Arjan van de Ven wrote:
>> The problem is: FreeBSD is fast, but lacks of some special drivers. Linux has 
>> all drivers but access to harddisk is unpredictable and thus unreliable!
>> What can I do??
>>     
>
>
> there's several tunables you can do;
> 1) increase /sys/block/<device>/queue/nr_requests
>    the linux default is on the low side
> 2) investigate other elevators; cfq is great for interactive use but not
> so great for max throughput. you can do this by echo'ing "deadline"
> into /sys/block/<device>/scheduler
>   

I'd suggest trying the noop scheduler with your ram based devices.  I 
don't see why these devices would need clever scheduling.  ...but prove 
me wrong if you will.  I haven't tested this.

INSTRUCTIONS >>
1. Answer these questions from the disk-scheduling message:
(a) Which operating system is described as fast but lacking some special drivers?
(b) Which file does the first suggested tunable say to increase?
(c) Which scheduler does the final writer suggest trying with RAM-based devices?
2. Duplicate everything in the disk-scheduling message from "Arjan van de" down to "What can I do??".
The lines after this message are not needed for any task.

RAW DATA >>

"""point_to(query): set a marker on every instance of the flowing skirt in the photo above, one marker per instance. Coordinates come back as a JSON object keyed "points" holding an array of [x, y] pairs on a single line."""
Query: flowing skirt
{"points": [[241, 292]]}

WORKED ANSWERS >>
1.
(a) FreeBSD
(b) /sys/block/<device>/queue/nr_requests
(c) The noop scheduler

2.
Arjan van de Ven wrote:
>> The problem is: FreeBSD is fast, but lacks of some special drivers. Linux has 
>> all drivers but access to harddisk is unpredictable and thus unreliable!
>> What can I do??